> **Exercise materials**:
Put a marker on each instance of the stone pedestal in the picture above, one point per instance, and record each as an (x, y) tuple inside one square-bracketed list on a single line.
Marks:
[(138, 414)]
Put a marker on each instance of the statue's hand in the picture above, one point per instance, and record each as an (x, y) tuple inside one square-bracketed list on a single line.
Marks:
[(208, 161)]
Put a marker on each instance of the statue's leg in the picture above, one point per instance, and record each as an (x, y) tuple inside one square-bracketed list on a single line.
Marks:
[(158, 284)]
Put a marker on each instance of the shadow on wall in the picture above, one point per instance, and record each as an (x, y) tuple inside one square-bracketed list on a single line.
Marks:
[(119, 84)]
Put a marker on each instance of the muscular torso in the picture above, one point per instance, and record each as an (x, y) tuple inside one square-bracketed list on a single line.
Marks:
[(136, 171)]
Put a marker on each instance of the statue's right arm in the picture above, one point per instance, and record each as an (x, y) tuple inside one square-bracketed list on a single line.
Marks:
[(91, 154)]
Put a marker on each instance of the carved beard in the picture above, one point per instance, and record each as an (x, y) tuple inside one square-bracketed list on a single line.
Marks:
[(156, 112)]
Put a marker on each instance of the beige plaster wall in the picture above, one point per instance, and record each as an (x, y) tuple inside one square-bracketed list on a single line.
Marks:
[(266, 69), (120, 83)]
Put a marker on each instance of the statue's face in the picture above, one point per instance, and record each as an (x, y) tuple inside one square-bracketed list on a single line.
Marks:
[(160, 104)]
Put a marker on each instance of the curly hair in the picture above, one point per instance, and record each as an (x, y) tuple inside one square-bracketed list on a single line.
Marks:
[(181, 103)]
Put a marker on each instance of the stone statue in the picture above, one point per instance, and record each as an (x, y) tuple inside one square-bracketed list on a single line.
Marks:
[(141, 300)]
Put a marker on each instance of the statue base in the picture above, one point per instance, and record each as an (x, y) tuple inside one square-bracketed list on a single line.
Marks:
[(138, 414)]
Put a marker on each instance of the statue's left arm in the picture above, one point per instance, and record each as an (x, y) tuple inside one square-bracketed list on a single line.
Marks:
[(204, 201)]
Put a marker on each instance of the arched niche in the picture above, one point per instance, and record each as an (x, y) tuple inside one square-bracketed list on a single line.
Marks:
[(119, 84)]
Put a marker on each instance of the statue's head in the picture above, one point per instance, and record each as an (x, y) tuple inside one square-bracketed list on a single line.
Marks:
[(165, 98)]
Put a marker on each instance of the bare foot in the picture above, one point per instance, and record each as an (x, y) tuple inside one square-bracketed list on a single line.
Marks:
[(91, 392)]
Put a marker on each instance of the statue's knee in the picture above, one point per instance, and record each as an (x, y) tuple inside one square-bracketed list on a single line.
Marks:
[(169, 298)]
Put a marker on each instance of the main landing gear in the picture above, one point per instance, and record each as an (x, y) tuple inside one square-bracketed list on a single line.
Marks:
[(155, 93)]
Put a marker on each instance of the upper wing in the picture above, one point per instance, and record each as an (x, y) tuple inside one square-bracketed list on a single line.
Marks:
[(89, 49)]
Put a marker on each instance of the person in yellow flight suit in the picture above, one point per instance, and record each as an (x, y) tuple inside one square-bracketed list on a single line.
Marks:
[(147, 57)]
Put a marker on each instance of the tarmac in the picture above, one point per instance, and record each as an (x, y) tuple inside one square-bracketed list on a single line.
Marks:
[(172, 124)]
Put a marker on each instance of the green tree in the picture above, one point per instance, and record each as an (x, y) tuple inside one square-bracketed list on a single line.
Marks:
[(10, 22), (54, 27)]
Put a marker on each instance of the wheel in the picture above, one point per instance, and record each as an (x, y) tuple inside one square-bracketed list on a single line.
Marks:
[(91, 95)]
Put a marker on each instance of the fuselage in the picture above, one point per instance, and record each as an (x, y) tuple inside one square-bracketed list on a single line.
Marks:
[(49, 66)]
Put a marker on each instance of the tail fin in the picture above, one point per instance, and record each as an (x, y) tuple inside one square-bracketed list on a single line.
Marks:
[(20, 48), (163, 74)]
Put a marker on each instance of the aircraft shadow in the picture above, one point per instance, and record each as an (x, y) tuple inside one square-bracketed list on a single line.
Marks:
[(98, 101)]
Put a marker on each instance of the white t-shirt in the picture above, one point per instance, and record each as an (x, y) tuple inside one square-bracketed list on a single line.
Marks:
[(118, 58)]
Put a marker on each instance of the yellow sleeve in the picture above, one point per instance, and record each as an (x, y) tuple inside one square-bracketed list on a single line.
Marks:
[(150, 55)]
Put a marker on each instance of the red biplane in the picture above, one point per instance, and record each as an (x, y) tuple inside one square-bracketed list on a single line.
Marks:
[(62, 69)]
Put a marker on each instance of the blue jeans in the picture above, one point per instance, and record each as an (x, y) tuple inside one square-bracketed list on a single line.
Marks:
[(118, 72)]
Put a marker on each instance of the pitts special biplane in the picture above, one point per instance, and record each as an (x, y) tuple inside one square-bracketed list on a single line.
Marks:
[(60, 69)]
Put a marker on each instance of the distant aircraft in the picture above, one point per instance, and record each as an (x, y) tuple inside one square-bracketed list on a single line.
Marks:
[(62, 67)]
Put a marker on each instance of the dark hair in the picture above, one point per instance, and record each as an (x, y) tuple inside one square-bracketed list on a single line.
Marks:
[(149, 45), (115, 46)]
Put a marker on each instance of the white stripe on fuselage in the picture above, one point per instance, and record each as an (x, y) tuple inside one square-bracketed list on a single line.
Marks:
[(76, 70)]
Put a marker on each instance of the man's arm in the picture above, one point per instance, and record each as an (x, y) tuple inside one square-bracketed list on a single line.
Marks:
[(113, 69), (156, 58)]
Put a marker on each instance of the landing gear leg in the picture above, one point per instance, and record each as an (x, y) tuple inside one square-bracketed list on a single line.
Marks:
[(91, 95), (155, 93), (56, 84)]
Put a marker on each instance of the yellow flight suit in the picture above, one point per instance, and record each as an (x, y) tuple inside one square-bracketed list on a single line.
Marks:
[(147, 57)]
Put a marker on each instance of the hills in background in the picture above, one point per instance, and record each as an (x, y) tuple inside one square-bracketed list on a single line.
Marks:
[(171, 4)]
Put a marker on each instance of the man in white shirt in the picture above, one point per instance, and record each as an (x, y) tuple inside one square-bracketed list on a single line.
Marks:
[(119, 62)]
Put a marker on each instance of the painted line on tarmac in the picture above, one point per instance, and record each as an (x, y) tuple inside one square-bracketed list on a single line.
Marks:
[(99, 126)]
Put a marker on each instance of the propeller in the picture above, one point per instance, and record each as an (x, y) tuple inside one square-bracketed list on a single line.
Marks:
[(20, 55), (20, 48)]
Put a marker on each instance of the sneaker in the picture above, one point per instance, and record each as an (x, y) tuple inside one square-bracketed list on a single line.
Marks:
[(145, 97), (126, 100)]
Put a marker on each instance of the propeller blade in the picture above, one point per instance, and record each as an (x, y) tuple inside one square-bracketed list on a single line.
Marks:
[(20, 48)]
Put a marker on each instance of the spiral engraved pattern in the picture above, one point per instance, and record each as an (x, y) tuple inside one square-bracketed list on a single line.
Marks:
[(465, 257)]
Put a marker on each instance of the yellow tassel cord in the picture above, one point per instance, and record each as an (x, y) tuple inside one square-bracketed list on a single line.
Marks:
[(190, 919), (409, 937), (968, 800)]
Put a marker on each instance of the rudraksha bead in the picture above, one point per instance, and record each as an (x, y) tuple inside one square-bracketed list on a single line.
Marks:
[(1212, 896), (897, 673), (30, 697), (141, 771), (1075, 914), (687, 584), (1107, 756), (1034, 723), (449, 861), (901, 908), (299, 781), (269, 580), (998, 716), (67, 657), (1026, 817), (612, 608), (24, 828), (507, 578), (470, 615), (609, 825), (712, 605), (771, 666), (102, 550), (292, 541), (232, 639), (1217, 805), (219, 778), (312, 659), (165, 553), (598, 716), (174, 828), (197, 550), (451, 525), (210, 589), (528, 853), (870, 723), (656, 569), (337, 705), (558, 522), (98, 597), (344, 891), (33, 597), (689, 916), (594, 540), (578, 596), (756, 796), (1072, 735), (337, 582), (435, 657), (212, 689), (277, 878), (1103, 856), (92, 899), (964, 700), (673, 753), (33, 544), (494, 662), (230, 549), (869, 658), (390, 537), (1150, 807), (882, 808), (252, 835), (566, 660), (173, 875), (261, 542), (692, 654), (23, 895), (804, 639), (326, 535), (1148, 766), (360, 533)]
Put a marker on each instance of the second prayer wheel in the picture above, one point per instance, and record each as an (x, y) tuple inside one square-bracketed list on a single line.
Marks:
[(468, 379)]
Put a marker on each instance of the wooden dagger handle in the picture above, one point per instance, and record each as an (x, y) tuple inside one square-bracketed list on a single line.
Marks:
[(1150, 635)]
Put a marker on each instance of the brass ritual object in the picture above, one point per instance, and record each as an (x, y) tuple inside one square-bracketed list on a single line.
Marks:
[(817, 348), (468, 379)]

> **Objective**: Rewrite the material from the line containing "Put a marker on each instance of the arched" through the line containing "[(10, 22), (54, 27)]", with the requests included. Increase every coordinate in the answers by 96.

> **Written response**:
Put a marker on each instance of the arched niche in the picture above, one point per instance, and record each as an (x, y) tuple inside one square-bracketed list on a single line.
Marks:
[(215, 180)]
Put a marker on each instance of the statue's head in the picture above, one point per instance, and record each as an (x, y) tuple inside one square-bracketed list on a single line.
Marks:
[(261, 194)]
Put a marker on each instance of the bare foot in the picture above, one point per instance, and record each as an (x, y) tuple inside one square-bracketed list on a single line.
Marks:
[(187, 488)]
Put a marker on each instance of the statue's knee in the picture above, one point per instance, and record each as an (x, y) tuple inside one square-bracketed list on a single line.
Marks:
[(265, 394)]
Put a marker on each instance of the main landing gear in the picture above, one point per instance, and record each as an (x, y) tuple inside one square-bracketed list on a single line.
Marks:
[(251, 189)]
Put a marker on each instance of the upper wing in the picture above, one point per instance, and record each as an (x, y) tuple inside one square-bracketed list on a single line.
Marks:
[(185, 145)]
Put a marker on each instance of the person in yellow flight suit in the picture above, one point per instance, and record each as an (x, y) tuple inside one square-bracketed list on a single line.
Marks:
[(243, 153)]
Put a marker on each instance of the tarmac in the picture above, one point per instance, and record each as an (x, y) tuple inside one square-bracketed list on a single line.
Marks:
[(268, 220)]
Put a marker on each instance of the green tree in the picture above, one point per instance, and record each as an (x, y) tuple inside one square-bracketed list on a single line.
Marks:
[(106, 118), (150, 123)]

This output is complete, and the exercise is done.